Lito: Yeah always have.

Me: The rest of your siblings they were doing the same? Like sending home money?

Lito: Brothers and sisters yeah they were too

Me: So everyone was taking care of the family? Back then,

Lito: Right.

Me: Before you moved here what were your expectations of the united states, like what did you think was going to happen when you got here? Did you think you were going to make a lot of money? Did you think life was going to be harder than it was before?

Lito: It was I heard so many good stories about America growing up that it was my dream to come over here to have a better future for myself and I always thought that America was the best country to be.

Me: Now when you came here and started working was it what you expected was the US all that you thought it was?

Lito: Not really whatever the good stories I heard was not really what I expected, but it was better than where I was before.

Me: Now did you like here in San Francisco did you have a lot of people from your community, do you know a lot people from el Salvador is there a community that has events and things that carry on the traditions I suppose?

Lito: They do there a lot of el Salvadorian events especially for September 15 day independence day for el Salvador some other occasions for other events the bring some music band and artists from el Salvador just to collect money to help others down there, but yeah I go sometimes to those events. But I know a lot a lot of people from El Salvador just………..

> _What is asked_
[A] In one to three sentences, explain why the Salvadoran events described in the interview with Lito bring in music bands and artists from El Salvador.
[B] Go on with the interview with Lito about moving from El Salvador to San Francisco, picking up right after the last line shown.
The material after this point comes from a separate source and has no connection to the interview.

> _Supplied data_
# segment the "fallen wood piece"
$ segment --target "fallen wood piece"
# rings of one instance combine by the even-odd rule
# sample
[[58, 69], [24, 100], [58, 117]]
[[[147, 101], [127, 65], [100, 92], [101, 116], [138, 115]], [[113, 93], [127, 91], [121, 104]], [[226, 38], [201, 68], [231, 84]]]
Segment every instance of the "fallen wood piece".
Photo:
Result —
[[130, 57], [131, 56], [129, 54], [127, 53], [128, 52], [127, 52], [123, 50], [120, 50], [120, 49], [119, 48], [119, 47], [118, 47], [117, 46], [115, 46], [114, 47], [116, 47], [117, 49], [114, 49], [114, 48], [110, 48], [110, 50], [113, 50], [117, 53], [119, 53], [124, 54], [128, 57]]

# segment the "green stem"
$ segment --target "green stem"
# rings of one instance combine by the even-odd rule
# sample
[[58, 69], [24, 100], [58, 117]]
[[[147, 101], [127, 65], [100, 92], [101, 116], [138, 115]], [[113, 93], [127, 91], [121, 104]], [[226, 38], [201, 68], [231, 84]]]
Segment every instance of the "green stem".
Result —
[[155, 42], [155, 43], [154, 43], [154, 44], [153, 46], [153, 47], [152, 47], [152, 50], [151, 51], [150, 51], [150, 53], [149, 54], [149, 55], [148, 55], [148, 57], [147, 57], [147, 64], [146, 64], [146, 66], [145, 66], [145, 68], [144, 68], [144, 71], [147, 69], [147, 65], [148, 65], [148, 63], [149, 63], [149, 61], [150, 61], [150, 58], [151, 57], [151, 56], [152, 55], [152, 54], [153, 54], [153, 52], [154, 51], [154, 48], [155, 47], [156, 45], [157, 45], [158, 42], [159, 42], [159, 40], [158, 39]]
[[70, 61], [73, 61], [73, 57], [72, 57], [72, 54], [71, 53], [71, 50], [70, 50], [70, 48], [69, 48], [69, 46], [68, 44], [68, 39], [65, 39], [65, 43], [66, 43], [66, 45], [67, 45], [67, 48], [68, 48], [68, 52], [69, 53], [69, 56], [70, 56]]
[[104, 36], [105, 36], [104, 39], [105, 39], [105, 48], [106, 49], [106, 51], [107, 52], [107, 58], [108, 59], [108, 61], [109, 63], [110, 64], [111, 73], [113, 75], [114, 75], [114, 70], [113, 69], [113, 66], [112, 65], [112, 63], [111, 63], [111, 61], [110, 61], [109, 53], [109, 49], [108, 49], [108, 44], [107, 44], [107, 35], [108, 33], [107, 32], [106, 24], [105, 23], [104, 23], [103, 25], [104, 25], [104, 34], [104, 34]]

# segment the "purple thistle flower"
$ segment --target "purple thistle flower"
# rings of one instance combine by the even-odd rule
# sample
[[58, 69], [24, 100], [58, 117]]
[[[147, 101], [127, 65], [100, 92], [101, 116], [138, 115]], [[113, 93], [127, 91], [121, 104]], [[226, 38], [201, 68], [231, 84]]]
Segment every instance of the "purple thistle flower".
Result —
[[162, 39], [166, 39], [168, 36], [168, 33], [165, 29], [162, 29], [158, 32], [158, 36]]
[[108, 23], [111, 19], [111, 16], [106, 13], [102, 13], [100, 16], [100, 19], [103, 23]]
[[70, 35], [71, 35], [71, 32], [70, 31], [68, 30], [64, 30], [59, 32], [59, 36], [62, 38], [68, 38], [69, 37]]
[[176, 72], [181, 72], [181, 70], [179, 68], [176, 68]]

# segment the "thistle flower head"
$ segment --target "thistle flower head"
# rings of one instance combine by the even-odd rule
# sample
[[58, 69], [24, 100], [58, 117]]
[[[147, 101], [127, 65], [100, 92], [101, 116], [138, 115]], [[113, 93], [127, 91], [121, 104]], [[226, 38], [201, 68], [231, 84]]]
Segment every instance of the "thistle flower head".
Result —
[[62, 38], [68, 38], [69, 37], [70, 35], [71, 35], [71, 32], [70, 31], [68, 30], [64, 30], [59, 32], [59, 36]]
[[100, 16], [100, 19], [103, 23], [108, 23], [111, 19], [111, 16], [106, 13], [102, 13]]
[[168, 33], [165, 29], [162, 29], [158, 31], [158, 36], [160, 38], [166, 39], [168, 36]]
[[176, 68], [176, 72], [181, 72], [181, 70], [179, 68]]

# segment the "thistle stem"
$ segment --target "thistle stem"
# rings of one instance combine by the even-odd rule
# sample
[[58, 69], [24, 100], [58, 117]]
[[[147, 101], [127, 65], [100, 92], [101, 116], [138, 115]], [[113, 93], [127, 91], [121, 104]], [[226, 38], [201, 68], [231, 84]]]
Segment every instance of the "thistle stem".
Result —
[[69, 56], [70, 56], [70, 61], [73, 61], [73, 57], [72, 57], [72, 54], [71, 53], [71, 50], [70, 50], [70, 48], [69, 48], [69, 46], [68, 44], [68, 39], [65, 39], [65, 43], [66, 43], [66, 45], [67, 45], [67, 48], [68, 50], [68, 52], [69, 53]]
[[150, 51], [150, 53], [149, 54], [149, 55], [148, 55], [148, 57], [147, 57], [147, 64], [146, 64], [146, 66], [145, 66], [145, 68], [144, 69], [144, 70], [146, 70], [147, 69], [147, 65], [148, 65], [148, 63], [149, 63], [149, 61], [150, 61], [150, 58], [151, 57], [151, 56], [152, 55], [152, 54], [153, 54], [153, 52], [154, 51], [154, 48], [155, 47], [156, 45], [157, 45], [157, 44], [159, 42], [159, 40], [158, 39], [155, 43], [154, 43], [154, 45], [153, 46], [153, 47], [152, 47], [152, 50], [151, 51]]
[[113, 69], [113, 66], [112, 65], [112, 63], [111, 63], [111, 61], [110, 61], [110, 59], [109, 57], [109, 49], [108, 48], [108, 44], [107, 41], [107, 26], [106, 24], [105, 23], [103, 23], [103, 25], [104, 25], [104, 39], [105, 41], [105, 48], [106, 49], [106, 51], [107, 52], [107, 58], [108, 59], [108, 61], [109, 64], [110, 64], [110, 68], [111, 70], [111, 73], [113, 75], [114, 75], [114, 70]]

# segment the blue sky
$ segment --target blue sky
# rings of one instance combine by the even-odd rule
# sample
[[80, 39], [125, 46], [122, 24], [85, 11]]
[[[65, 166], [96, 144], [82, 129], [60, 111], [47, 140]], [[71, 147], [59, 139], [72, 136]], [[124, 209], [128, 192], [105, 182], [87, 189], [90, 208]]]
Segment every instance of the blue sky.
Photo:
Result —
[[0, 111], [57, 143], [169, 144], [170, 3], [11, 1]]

> _Answers given_
[A] The bands and artists are brought in to collect money to help others down in El Salvador.

[B]
Me: People that you are used to?

Lito: People I hang around with sometimes.

Me: Yeah now did you how different is your life here from what it was like in ES you know aside from its different its always different but like here do you feel more comfortable here than you would there.  Like if you had to go back there do you think have a good future as far as work and family or do you think that the US is better?

Lito: For work and make money it’s the US.  Do go back in my country and make the same kind of money I’m making over here it would never happen.

Me: Now when you moved here did you speak English?

Lito: Nah

Me: How did you learn? Since you didn’t go to school initially, how did you start to learn English?

Lito: Just my sister tried to put me in school, I didn’t like it at all I didn’t want to have any of the responsibilities homework and things like that, but at the same time I was having my job and going to school in the mornings you know like adult school just to learn English, computers or whatever.  I used to go here and there for like 6 months.   The majority of the English I just learned, like practicing talking to people you know trying to get a better job a different level when you learn more English.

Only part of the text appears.